Directions. Return all of the material below word for word, leaving out the pictures.

[Records from a collection]
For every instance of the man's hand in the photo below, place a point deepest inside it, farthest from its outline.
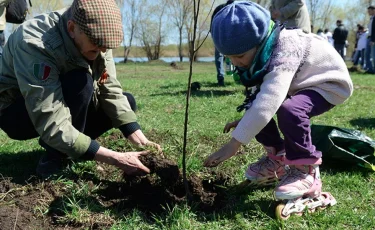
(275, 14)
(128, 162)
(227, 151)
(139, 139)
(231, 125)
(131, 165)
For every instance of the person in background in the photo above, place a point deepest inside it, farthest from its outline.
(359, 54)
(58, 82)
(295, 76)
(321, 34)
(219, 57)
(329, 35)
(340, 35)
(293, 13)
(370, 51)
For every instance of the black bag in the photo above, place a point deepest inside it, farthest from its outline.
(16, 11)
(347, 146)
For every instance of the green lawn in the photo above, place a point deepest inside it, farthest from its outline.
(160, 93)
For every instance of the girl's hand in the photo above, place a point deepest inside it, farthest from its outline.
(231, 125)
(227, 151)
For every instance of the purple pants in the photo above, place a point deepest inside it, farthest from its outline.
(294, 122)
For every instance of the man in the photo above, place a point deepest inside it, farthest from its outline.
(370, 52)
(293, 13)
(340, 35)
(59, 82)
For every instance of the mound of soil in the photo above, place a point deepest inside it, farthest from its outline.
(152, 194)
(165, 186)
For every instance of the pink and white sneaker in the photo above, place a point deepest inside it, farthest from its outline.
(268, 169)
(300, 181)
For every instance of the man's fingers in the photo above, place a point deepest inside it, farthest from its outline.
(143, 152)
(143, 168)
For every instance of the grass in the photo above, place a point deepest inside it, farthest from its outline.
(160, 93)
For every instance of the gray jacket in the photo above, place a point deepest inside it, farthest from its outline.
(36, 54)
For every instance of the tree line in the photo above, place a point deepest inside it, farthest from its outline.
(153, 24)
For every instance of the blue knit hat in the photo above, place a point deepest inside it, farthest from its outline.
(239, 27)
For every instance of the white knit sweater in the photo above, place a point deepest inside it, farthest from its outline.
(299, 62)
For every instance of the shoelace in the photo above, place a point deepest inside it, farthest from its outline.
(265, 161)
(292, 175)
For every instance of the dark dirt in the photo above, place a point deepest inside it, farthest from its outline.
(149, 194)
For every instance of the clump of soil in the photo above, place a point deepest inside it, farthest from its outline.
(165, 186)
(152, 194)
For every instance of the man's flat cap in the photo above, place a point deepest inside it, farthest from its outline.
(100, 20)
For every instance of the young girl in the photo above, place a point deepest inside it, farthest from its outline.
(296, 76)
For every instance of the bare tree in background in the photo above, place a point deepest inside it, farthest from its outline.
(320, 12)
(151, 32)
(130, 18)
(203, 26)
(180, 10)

Reply to the exercise.
For every instance of the man's hand in the photo below, place a point deepest inside it, farthest from its outline.
(275, 14)
(128, 162)
(227, 151)
(139, 139)
(231, 125)
(131, 165)
For every instance of the person in background in the photo above, place a point deepest inside it, farthest from its outline.
(359, 54)
(58, 82)
(295, 76)
(321, 34)
(219, 57)
(329, 35)
(340, 35)
(293, 13)
(370, 51)
For every instance of the black bag in the photo above, place a point deepest inside it, farthest from its outline.
(16, 11)
(347, 146)
For every instance of the green lawn in the photo above, place a point deepest inside it, farthest from its outline.
(160, 93)
For every instance of the girl's hand in the photo above, place a point deepest inside it, farthest from its outline.
(231, 125)
(227, 151)
For every instance of the purple pants in the photo above, place a point deepest inside it, farthest from its outline.
(294, 122)
For every instance of the man in the photo above, place a point deepest inside it, farthest from its outline.
(370, 52)
(293, 13)
(340, 35)
(59, 82)
For every instance of the mound of soil in the photo above, place a point deepest inside it, farthest from its outline.
(152, 194)
(165, 186)
For every instance of the pink and white sneaker in the photo above, place a point deepest inside it, farthest from its outline.
(268, 169)
(300, 181)
For every instance of the man's fingers in the photo above, place a point deepest inside it, farthest from its outline.
(143, 152)
(143, 168)
For every instance of the grass in the photo above, place a point deepest inside it, farthest from its outline.
(160, 93)
For every instance of the gray jacket in the photo above, place a point deepest inside it, farthest from its outline.
(36, 54)
For every instance of the tree line in the photo above, place a point deepest inside it, farthest from its outline.
(153, 24)
For every instance of the blue knit hat in the photo above, place a point deepest inside it, farthest from its outline.
(239, 27)
For every instance of the white knit sweater in the photo above, place a point deepest inside it, farthest from its outline.
(299, 62)
For every instance of the shoelace in the photo above, place a point deepest inside it, farthest from its outline.
(265, 161)
(292, 175)
For every instance of the dark dirt in the photo above, place a point deepest inside it, farthest from its outline.
(149, 194)
For every instance of the clump of soil in the photo above, place a point deepest inside it, farthest from its outline.
(165, 186)
(152, 194)
For every instance of the man's flat cap in the photo above, place a point deepest inside it, farthest from its outline.
(100, 20)
For every instance of the young girl in the photo above, place a point deepest inside it, farthest from its outline.
(296, 76)
For every instance of the bare tree in background in the photo above, place a point deepest inside it, farthest from its outline.
(320, 12)
(151, 32)
(130, 18)
(203, 26)
(180, 10)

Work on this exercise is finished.